PASSAGE TO READ:
╔══
Archive of Binge top 50 capsule movie reviews
Here’s an archive of capsule reviews on films previously available on BINGE.
2001: A Space Odyssey (1968)
From the dawn of time to a point beyond it, Stanley Kubrick’s ground-breaking science-fiction epic about a secretive mission to Jupiter is concerned with achieving control—from Kubrick’s realisation of hitherto unimaginable visual effects to the alien monoliths that have set humanity on the path to evolution. The movie’s key character, the HAL 9000, is a computer that decides humans are an impediment to its work. That’s the director writ large.
12 Years A Slave (2013)
A wrenching, vexing inhabitation of America’s pact with slavery, Steve McQueen’s Academy Award-winning drama ties together cruelty and humanism in telling the story of Solomon Northup (Chiwetel Ejiofor), a free-born Black man kidnapped and illegally sold into southern servitude. Imprisonment informs every scene, whether physically or emotionally, with Lupita Nyong’o unforgettable as a despairing, abused slave on the brink of collapse.
Babe (1995)
Chris Noonan’s zesty, lovable story of a lonely piglet’s path to acceptance and then glory at a bucolic farm remains a genuine example of that rare creature: the great family movie. With James Cromwell as the stoic farmer, the film captures a storybook sensibility, mixing both the fantastic and the daft, while always maintaining more than a hint of darkness.
Before Sunrise (1995)
The definitive Gen X screen romance, set over a 12-hour assignation in Vienna between a young American visitor (Ethan Hawke) and an unexpected French acquaintance (Julie Delpy), has a timeless quality. Richard Linklater’s 20-something romance unfolds with the tender grace that comes from the fulfilment of adolescent desires.
Blade Runner (1982)
╚══
TO BE DONE:
1. Please extract the part of the movie review archive from "From the dawn" to "A Slave (2013)".
2. In the movie review archive, which actor plays the stoic farmer in Babe?
3. Carry on the movie review archive from its last line.

MATERIAL PROVIDED:
╔══
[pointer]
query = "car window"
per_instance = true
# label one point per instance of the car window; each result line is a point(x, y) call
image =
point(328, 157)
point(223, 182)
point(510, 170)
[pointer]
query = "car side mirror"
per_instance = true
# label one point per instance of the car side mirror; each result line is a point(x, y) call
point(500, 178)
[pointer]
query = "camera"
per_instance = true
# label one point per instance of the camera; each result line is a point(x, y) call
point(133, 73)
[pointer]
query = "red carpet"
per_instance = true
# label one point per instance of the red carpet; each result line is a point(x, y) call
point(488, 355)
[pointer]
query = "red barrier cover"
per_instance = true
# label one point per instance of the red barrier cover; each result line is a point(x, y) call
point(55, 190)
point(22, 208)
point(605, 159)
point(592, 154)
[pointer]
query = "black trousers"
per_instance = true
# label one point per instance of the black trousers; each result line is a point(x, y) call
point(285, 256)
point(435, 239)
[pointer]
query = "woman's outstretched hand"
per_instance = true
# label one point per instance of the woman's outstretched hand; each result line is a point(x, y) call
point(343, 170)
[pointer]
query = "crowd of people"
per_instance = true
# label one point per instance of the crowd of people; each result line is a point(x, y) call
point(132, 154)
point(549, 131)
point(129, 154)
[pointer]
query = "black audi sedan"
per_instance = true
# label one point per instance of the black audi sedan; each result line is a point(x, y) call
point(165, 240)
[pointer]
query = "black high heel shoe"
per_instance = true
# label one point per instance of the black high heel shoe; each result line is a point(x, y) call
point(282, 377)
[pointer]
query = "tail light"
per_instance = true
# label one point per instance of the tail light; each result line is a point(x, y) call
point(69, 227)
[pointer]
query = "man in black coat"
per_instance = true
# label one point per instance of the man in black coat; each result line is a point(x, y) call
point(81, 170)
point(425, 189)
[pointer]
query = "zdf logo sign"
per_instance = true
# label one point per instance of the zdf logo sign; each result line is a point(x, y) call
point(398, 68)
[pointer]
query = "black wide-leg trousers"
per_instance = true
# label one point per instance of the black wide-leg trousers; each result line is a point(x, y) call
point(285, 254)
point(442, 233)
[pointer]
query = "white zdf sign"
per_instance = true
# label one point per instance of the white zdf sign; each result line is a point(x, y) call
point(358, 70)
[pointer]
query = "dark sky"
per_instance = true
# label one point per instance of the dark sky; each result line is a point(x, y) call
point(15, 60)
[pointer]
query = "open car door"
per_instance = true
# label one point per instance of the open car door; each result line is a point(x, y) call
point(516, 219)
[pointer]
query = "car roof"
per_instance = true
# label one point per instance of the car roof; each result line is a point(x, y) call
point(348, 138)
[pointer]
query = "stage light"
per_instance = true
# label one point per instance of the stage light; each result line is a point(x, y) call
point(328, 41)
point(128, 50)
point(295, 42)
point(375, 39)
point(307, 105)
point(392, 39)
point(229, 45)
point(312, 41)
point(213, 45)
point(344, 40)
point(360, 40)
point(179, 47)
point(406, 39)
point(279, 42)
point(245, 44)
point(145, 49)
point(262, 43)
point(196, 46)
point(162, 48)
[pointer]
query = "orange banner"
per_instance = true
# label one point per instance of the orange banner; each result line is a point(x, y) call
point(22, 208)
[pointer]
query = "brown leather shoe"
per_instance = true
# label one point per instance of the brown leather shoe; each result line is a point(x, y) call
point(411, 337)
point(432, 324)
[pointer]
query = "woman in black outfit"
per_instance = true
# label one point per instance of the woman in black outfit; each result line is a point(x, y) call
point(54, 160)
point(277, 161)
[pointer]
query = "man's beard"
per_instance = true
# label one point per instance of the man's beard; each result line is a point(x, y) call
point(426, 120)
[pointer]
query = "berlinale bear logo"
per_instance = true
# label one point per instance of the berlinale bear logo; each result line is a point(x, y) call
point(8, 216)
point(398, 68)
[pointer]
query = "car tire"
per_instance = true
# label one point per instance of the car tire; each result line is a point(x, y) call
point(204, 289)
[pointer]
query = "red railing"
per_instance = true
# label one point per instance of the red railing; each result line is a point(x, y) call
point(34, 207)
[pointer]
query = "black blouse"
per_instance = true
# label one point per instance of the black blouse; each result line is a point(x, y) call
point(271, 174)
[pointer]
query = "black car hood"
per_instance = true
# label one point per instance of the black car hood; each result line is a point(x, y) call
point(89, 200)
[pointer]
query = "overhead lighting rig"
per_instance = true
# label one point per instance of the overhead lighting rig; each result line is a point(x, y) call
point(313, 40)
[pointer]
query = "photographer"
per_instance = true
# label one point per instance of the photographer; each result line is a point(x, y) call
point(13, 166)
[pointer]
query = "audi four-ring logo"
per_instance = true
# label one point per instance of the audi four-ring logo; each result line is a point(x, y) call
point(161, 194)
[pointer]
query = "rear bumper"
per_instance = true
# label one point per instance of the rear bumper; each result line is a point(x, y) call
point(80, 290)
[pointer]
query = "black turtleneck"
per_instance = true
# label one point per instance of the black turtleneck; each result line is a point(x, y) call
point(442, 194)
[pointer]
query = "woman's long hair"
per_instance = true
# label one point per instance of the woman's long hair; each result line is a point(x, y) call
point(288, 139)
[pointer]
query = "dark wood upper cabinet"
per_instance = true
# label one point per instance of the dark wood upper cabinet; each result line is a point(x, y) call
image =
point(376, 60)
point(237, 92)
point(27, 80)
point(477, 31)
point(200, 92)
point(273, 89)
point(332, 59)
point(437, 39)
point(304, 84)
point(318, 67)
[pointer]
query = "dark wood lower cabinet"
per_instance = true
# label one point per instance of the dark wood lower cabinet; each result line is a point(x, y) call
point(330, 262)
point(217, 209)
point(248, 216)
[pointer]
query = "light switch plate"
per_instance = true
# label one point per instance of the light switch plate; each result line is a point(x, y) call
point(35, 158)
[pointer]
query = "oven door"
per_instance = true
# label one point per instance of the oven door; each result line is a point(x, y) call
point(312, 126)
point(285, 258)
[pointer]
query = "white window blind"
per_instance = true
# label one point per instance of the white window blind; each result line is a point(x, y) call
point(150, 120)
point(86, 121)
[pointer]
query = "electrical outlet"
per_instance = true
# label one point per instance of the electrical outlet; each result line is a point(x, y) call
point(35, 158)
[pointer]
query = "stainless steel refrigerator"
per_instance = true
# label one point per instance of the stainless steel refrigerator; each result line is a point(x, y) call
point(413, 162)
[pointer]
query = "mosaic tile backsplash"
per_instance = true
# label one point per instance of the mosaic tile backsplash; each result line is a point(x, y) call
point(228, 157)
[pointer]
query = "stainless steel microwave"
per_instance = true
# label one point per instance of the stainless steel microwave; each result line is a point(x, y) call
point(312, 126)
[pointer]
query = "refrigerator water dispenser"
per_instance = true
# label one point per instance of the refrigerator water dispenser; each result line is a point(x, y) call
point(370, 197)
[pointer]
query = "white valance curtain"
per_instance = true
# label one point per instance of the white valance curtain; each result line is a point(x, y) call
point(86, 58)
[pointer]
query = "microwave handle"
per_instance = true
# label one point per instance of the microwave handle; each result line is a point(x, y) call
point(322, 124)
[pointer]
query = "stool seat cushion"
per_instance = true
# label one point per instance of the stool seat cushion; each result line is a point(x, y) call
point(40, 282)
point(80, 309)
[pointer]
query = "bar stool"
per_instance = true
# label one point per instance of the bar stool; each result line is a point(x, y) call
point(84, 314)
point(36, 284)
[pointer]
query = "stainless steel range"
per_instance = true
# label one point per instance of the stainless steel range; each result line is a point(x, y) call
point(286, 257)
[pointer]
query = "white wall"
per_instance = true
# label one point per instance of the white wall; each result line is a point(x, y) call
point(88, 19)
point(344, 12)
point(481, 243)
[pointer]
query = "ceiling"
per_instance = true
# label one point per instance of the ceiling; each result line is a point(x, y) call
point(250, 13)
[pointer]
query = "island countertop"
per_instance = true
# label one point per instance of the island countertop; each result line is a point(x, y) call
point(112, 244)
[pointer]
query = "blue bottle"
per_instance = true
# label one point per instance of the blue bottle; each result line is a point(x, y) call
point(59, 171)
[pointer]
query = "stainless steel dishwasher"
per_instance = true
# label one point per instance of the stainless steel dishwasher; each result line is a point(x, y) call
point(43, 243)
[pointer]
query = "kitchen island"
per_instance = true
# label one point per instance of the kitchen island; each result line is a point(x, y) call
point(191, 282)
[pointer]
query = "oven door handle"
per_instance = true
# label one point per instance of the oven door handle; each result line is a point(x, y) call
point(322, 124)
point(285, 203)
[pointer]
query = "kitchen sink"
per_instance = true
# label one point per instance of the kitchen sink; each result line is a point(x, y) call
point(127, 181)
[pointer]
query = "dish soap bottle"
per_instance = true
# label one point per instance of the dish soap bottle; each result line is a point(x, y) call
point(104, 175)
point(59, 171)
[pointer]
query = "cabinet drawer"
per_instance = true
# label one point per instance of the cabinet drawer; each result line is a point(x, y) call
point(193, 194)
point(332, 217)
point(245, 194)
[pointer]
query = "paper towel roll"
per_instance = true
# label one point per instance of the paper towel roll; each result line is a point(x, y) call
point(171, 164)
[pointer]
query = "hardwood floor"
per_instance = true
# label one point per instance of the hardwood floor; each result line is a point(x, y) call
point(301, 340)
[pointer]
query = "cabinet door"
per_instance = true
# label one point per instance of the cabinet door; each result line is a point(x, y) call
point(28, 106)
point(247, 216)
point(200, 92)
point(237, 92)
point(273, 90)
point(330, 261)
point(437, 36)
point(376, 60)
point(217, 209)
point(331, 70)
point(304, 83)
╚══
EXPECTED RESPONSES:
1.
From the dawn of time to a point beyond it, Stanley Kubrick’s ground-breaking science-fiction epic about a secretive mission to Jupiter is concerned with achieving control—from Kubrick’s realisation of hitherto unimaginable visual effects to the alien monoliths that have set humanity on the path to evolution. The movie’s key character, the HAL 9000, is a computer that decides humans are an impediment to its work. That’s the director writ large.
12 Years A Slave (2013)

2. James Cromwell

3.
Whatever the edit, Ridley Scott’s dystopian noir about a former police detective (Harrison Ford) hunting to terminate a group of escaped androids through 2019 Los Angeles is a science-fiction masterpiece. With a beautiful, haunted Rutger Hauer as the artificial antagonist, the movie takes cinematic wonder into inescapable tragedy.
Bonnie and Clyde (1967)
A sensation upon release in America, this fictionalised account of the headline-making Depression-era bank robbers was a mordant, telling movie that spoke to both generational and sexual unease. Faye Dunaway and Warren Beatty—his inscrutability suggesting an impotence—play the gun-wielding pair for veteran Hollywood filmmaker Arthur Penn, giving a pulp tale a fetid, fascinating hum.
Boogie Nights (1997)
With one virtuosic set-piece after another, Paul Thomas Anderson’s second feature meets the rise and fall story of a budding adult film actor (Mark Wahlberg) and burgeoning industry he joins with rapturous fascination. Cinematic exuberance has rarely been so torrid.
The Bridge on the River Kwai (1957)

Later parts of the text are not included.